Data excerpts ->
···
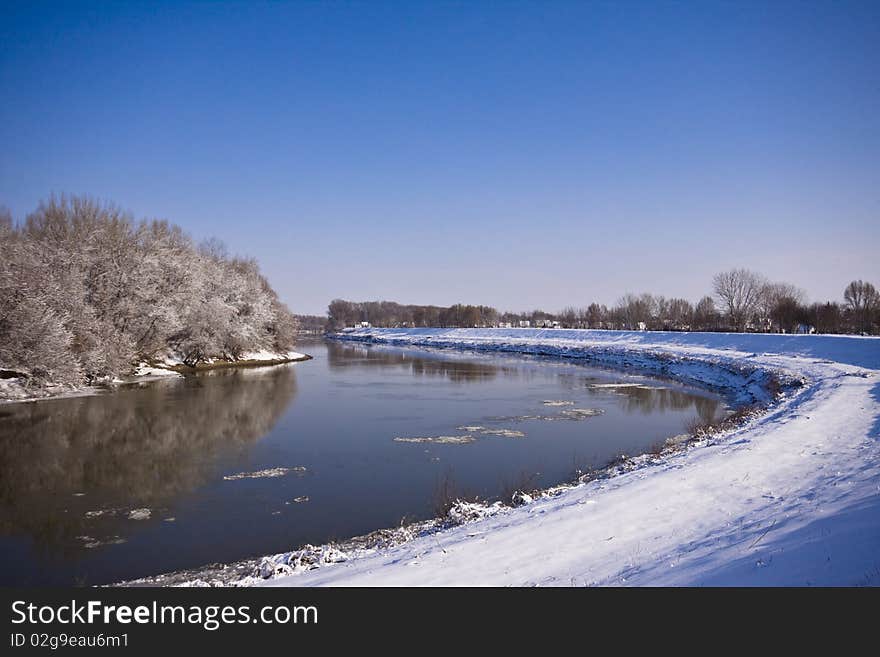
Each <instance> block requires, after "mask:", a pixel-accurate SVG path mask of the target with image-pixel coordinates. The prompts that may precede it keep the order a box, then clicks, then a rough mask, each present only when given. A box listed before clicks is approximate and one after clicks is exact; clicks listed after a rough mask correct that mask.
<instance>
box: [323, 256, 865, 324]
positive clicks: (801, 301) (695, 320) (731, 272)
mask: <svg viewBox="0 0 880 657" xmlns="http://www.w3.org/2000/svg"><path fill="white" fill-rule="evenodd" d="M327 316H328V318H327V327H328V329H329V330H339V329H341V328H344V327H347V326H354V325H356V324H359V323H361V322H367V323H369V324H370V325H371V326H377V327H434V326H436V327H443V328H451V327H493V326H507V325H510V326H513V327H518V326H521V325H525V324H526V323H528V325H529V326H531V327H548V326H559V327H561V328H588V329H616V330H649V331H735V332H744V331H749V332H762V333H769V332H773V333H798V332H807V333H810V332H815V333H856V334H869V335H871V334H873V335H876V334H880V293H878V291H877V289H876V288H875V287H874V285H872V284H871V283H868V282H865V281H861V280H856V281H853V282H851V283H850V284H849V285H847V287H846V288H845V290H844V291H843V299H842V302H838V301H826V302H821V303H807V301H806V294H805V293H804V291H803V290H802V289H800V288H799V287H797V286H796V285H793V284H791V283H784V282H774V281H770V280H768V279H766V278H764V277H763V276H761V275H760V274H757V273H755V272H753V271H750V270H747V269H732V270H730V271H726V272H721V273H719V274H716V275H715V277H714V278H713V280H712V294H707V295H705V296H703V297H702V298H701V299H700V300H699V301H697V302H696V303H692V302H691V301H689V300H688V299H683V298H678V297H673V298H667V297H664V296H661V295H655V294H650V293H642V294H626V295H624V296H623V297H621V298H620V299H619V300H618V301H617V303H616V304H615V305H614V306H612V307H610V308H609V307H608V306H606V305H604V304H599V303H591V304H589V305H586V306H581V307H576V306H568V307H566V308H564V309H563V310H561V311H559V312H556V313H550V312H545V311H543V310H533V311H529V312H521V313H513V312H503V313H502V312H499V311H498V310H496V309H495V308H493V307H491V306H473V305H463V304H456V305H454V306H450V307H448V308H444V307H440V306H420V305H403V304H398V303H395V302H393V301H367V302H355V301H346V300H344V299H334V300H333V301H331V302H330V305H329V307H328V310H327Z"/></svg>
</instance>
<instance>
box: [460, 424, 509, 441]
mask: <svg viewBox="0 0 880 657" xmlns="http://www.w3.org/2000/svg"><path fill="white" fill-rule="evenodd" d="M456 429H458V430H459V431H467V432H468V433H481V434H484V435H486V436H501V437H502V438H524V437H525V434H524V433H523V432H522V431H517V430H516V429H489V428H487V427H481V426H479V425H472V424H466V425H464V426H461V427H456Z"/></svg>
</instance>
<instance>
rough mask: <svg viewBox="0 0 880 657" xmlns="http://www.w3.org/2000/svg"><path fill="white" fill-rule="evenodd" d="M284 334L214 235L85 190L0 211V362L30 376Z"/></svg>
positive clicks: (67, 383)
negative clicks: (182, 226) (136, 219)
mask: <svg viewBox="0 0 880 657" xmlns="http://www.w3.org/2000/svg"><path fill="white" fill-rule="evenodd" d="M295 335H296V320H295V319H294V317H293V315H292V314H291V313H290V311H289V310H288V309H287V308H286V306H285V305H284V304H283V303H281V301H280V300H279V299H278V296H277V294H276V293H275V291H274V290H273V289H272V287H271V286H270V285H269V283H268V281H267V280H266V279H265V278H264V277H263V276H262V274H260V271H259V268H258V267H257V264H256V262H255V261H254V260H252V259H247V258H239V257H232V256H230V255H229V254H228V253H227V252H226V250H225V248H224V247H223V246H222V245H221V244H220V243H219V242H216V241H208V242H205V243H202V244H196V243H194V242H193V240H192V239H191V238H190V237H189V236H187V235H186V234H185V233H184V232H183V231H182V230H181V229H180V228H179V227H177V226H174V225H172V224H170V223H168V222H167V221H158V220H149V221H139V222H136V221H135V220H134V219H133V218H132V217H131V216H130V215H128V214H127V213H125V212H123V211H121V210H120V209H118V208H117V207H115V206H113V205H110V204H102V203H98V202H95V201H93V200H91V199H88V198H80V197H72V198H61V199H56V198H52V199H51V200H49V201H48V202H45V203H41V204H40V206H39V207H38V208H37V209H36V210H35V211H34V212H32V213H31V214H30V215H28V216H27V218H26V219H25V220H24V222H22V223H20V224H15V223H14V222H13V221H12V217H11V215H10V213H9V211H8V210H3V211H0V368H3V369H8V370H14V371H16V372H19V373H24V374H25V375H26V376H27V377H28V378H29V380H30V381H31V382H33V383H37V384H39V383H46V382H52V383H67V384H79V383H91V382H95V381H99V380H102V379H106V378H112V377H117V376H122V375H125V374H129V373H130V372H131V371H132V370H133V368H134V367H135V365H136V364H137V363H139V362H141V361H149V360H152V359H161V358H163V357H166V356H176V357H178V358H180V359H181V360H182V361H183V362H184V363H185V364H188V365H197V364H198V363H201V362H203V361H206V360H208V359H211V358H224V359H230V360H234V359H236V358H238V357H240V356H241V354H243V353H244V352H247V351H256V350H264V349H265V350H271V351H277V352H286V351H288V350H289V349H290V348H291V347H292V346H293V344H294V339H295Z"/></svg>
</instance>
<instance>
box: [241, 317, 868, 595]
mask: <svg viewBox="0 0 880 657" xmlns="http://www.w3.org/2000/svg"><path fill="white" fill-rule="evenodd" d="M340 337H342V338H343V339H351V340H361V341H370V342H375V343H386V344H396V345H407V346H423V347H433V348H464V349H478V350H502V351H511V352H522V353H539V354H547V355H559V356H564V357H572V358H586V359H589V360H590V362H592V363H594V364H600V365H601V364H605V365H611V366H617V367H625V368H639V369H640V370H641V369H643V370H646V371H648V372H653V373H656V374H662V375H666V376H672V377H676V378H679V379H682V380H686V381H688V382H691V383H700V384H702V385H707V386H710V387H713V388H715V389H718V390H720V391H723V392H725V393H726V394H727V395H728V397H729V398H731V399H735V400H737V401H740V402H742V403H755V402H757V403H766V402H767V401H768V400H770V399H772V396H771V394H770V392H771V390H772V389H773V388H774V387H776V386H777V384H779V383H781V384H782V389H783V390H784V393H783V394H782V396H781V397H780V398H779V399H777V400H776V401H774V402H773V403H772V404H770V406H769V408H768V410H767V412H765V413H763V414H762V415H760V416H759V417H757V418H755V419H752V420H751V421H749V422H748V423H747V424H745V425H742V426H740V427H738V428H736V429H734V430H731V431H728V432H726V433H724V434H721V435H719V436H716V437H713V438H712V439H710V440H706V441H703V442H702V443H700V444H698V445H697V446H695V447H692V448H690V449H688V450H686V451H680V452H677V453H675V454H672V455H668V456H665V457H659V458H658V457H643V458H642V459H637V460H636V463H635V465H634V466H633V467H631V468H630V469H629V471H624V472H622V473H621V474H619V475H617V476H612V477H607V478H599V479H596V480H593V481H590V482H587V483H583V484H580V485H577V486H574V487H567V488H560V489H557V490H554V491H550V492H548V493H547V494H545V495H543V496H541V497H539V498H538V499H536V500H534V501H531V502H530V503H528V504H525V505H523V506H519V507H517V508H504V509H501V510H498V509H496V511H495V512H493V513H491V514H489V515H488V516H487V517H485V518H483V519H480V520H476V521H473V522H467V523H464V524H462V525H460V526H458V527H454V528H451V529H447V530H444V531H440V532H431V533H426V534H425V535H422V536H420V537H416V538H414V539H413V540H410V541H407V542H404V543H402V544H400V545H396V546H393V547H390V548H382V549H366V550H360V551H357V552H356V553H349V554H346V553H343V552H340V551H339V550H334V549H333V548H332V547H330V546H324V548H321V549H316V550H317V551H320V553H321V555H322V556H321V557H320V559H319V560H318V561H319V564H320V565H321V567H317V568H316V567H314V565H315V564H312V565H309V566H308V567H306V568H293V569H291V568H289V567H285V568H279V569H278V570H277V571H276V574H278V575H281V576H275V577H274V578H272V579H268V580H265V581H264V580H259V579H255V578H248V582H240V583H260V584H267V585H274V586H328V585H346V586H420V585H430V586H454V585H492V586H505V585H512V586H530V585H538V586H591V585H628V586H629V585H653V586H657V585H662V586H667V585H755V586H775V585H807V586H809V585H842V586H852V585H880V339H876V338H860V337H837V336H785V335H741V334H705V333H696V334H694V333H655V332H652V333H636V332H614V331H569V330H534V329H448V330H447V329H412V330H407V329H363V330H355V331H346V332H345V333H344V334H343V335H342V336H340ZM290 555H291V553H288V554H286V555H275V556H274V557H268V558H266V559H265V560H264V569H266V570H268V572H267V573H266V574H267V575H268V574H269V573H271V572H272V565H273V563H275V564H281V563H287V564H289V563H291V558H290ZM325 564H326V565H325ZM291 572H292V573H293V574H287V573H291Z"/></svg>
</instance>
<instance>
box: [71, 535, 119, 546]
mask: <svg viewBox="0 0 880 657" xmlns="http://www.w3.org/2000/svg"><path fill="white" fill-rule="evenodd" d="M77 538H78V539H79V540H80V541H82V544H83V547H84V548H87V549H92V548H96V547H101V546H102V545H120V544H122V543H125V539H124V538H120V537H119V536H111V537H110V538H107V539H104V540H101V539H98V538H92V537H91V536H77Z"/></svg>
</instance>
···
PROBLEM TO WORK ON ->
Find every line in the entries above that contains the string "positive" and copy each of those lines in full.

RESULT ->
positive clicks: (801, 301) (695, 320) (731, 272)
positive clicks: (67, 383)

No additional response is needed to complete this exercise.